─── Provided material
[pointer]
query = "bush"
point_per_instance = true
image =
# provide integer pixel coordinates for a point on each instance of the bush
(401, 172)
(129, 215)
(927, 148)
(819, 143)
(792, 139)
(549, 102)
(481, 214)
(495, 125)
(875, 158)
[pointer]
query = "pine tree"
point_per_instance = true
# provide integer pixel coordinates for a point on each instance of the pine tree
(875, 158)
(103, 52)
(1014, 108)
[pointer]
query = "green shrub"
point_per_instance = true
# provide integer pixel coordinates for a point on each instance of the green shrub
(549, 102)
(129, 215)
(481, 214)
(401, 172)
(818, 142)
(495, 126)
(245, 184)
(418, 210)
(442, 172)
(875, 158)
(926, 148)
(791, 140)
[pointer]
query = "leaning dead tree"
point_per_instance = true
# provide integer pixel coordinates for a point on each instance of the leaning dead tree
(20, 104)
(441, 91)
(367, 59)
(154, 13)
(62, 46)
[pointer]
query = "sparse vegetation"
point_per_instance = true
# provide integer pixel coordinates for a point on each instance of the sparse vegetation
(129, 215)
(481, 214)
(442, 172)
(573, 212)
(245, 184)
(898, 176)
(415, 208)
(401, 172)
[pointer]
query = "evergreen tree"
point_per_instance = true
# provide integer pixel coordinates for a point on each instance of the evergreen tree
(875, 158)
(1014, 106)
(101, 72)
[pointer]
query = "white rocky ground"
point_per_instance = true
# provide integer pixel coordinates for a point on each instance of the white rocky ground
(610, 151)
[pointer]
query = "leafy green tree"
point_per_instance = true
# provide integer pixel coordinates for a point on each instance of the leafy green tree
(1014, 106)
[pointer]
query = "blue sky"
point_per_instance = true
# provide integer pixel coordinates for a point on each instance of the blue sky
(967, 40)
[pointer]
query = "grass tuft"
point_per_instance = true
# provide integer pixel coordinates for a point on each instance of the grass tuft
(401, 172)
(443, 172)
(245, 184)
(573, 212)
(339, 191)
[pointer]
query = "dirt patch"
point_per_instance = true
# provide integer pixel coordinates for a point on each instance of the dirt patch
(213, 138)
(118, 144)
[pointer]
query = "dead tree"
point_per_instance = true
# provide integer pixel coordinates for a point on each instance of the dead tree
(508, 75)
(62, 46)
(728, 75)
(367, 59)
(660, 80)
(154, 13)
──────
## Task requirements
Every entry should be reproduced exactly, with no part omitted.

## Task solution
[pointer]
query = "bush"
point_per_instance = true
image =
# provide integer pixel coordinates for a point on each instance of the bush
(401, 172)
(129, 215)
(927, 148)
(819, 143)
(792, 139)
(549, 102)
(481, 214)
(495, 125)
(875, 158)
[pointer]
query = "pine tree"
point_per_instance = true
# provide integer pixel coordinates for a point on each instance of the pine tree
(875, 158)
(103, 52)
(1014, 108)
[pointer]
query = "green shrub"
point_per_instance = true
# provide integer pixel coordinates for a point on each instance of the green shrub
(549, 102)
(129, 215)
(481, 214)
(401, 172)
(818, 142)
(495, 126)
(245, 184)
(418, 210)
(442, 172)
(875, 158)
(926, 148)
(791, 140)
[pointer]
query = "leaning dead tree"
point_per_instance = true
# provide integer pixel coordinates for a point on each instance of the leaning dead tree
(20, 104)
(441, 91)
(367, 59)
(154, 13)
(62, 46)
[pointer]
query = "sparse vegetation"
point_per_instance = true
# provide integer pixel coordinates for a point on each instance of the sparse vegetation
(129, 215)
(481, 214)
(442, 172)
(573, 212)
(245, 184)
(898, 176)
(415, 208)
(401, 172)
[pointer]
query = "evergreen tree"
point_per_instance = true
# provide integer pixel coordinates for a point on each instance of the evergreen tree
(875, 158)
(1014, 106)
(101, 72)
[pointer]
query = "white rocky ground"
point_per_instance = true
# provide integer pixel coordinates for a point on each instance of the white rocky ground
(610, 151)
[pointer]
query = "leafy green tree"
point_per_instance = true
# provide integer pixel coordinates for a point on each instance of the leafy green tree
(1014, 106)
[pointer]
query = "blue sky"
point_per_instance = true
# provide integer pixel coordinates for a point on each instance of the blue sky
(967, 40)
[pointer]
query = "grass tuft"
point_per_instance = true
# provide integer pixel coordinates for a point on each instance of the grass tuft
(401, 172)
(443, 172)
(245, 184)
(573, 212)
(339, 191)
[pointer]
query = "dirt patch"
point_per_instance = true
# provide integer pixel coordinates for a point on each instance of the dirt patch
(213, 138)
(118, 144)
[pointer]
query = "dead tree"
point_per_instance = true
# provide integer pixel coordinates for a point on each instance of the dead tree
(508, 75)
(62, 46)
(728, 75)
(367, 59)
(660, 80)
(154, 13)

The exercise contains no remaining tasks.